- _PASSAGE TO READ_:

For the reggae poet, it seems a bit ironic to be embraced by one of the UK's most revered literary institutions. After all, this is a man who wrote the poem "Inglan Is a Bitch," and whose critics in Margaret Thatcher-era England proclaimed that his words incited riots and other acts of violence.

"A radio station asked me how did I feel becoming a part of the literary establishment now, and I had to laugh, really. I'm only the second living poet to be published in this particular series, the only other person being a Polish poet [Czeslaw Milosz] who is 91 years old," Johnson says, speaking from the office of his London-based label, LKJ Records. Usually, institutions like Penguin wait until authors die before bestowing such an honor upon them, a fact not lost on Johnson. "I don't know whether or not I should go make my will now," he jokes.

Some gatekeepers of British culture might regard Johnson's inclusion with such traditionalists as Robert Graves and Rudyard Kipling as heresy. How, they may ask, can a verse that's steeped in a deep Jamaican patois and seems to mock and mangle the King's English have a place in the canon of British literature? But others are likely to regard Penguin's selection as commendable, in that it suggests the company is willing to expand the parameters of what is considered meritorious British literary expression. Penguin's choice honors Johnson as someone who has given a voice to black Britons who migrated to the U.K. from the West Indies.

- _TO BE DONE_:
- 1) Summarize the passage about the reggae poet's Penguin honor in two sentences.
- 2) Reproduce the passage about the reggae poet's Penguin honor word for word from "For the reggae" to "acts of violence.".
- 3) Write what comes next in the passage about the reggae poet's Penguin honor, picking up after its final sentence.
The listing after the text isn't needed.

- _DATA BLOCK_:
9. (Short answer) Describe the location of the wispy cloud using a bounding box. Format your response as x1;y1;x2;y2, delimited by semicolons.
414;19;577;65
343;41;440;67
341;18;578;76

- _RESPONSES_:
- 1) Johnson, a reggae poet whose critics in Thatcher-era England claimed his words incited riots, laughs at joining the literary establishment as only the second living poet in a Penguin series that usually honors authors after they die. Some gatekeepers of British culture may see his Jamaican patois verse beside Graves and Kipling as heresy, while others may praise Penguin for widening British literary expression and honoring a voice for black Britons from the West Indies.

- 2)
For the reggae poet, it seems a bit ironic to be embraced by one of the UK's most revered literary institutions. After all, this is a man who wrote the poem "Inglan Is a Bitch," and whose critics in Margaret Thatcher-era England proclaimed that his words incited riots and other acts of violence.

- 3)
Johnson is a public poet in the best sense of the word. He delves into both the personal and the political; at its core, his verse reflects a desire to speak directly to the people. Divided into three parts, Mi Revalueshanary Fren compiles his best writing from the past three decades, from the '70s through the end of the '90s. Early poems from the '70s, such as "Dread Beat An' Blood" (which appears in song form on the album of the same name), brilliantly capture the mood of Brixton, the section on the south side of London in which Johnson still resides and where residents persevere in a brutally oppressive environment. The poem "Five Nights of Bleeding" (which also appears on Dread Beat An' Blood) talks about the wars between rival sound-system factions that erupted into violence in the streets of London in the late '70s. The classic "Sonny's Lettah" is a narrative spoken in the voice of a son writing a letter to his mother as he sits in jail for a crime he didn't commit; it sounds as relevant today as it did when Johnson penned it. Having first appeared in print and, later, in spoken form on his 1980 Forces of Victory album, "Sonny's Lettah" is a protest against Britain's "sus" laws, which at the time directly targeted black youths in much the same way that American police have used racial profiling to question and apprehend suspects.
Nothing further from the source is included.